* START *

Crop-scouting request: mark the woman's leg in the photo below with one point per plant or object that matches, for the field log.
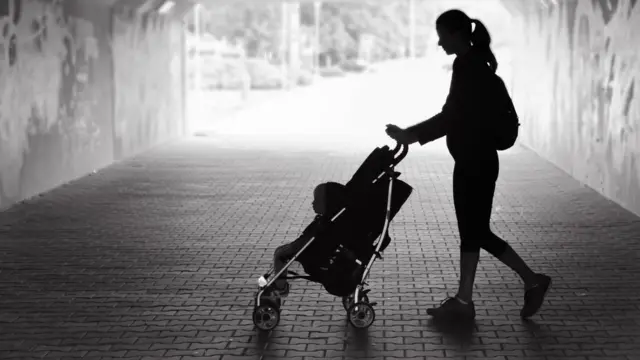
(536, 285)
(462, 305)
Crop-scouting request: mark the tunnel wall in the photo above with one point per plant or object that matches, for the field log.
(575, 83)
(81, 87)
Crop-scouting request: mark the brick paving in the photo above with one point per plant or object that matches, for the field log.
(157, 258)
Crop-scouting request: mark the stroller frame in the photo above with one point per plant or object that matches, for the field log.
(266, 314)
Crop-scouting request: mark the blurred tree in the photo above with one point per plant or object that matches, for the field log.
(342, 25)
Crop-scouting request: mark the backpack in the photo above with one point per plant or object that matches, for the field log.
(506, 121)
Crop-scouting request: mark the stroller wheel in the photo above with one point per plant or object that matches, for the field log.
(347, 301)
(266, 316)
(361, 315)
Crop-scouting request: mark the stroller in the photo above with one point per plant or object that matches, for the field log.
(341, 257)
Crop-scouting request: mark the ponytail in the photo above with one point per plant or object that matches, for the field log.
(481, 41)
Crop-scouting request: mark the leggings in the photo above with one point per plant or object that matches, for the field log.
(474, 185)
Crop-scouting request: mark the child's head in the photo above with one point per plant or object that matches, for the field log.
(328, 198)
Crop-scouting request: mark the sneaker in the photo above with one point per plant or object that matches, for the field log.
(534, 296)
(452, 307)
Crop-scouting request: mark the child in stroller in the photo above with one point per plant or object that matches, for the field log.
(328, 199)
(338, 249)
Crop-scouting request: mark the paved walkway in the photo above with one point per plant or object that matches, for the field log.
(157, 257)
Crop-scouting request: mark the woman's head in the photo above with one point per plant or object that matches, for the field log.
(457, 33)
(328, 198)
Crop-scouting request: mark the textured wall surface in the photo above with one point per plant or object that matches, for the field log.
(575, 82)
(59, 96)
(148, 90)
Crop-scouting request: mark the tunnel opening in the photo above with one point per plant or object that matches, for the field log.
(282, 71)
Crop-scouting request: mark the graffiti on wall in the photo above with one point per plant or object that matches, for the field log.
(577, 88)
(146, 55)
(40, 91)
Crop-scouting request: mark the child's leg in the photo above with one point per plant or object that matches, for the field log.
(281, 257)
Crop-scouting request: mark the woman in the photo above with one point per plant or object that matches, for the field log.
(476, 161)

* END *

**Requirement**
Return the material word for word. Pictures are not part of the copy.

**Task result**
Crop-scouting request: mark the woman's leg in the photo below with one point per plant or object that matches, for the field log.
(536, 285)
(462, 305)
Crop-scouting request: mark the tunnel wall in the photo above with one point per plant or object that matches, for the field log.
(575, 83)
(81, 87)
Crop-scouting request: mark the brick paving in the photo above with one point per plant or object that matches, for the field log.
(157, 258)
Crop-scouting request: mark the stroller frame in the photo above with one point per plant or object that matches, for the field log.
(266, 314)
Crop-scouting request: mark the blurred tree in the photo above with one point per plant or object that matches, for the field log.
(342, 25)
Crop-scouting request: mark the backpack in the photo above with one point per plant or object that matches, for the field log.
(506, 121)
Crop-scouting request: mark the stroller wheel in the photo above with one point per plant or object that matches, for the field log.
(347, 301)
(266, 316)
(361, 315)
Crop-scouting request: mark the stroller in the photo above with one point per plant or object that matches, for the field log.
(341, 257)
Crop-scouting request: mark the ponytail in the photo above with one point per plant or object that matches, for the field log.
(481, 41)
Crop-scouting request: mark the leggings in the photo above with one point per plant or object that matches, for the field log.
(474, 185)
Crop-scouting request: mark the child's head in the photo above with one point per plant or object that matches, for the field log.
(328, 198)
Crop-scouting request: mark the sneaker in the photo above with one point per plant or object that matches, for the field log.
(534, 296)
(452, 307)
Crop-scouting request: mark the child in stroller in the photo above with one point per plant or object that matches, for the field log.
(328, 199)
(338, 249)
Crop-scouting request: mark the paved walkway in the photo above with one point per plant or object that matches, for the field log.
(157, 257)
Crop-scouting request: mark the woman's head in the photo above with one point per plant or object that matches, for the field log.
(457, 33)
(328, 198)
Crop-scouting request: mark the textured wall surface in the photo above with one point per plant or object that matches, for the field log.
(575, 82)
(59, 96)
(148, 90)
Crop-scouting request: mark the tunnel opening in the photo above with one point per plant or object that matches, for the field log.
(282, 71)
Crop-scouting request: mark the graffiti on wall in the photo above with one point per plant or object that matches, for the field log.
(577, 88)
(146, 55)
(40, 91)
Crop-scouting request: mark the child's leg in the photo above with one point per plant or object that matches, for the field log.
(281, 257)
Crop-scouting request: mark the woman in the photo above with one point per plant or object that matches, for the field log.
(476, 161)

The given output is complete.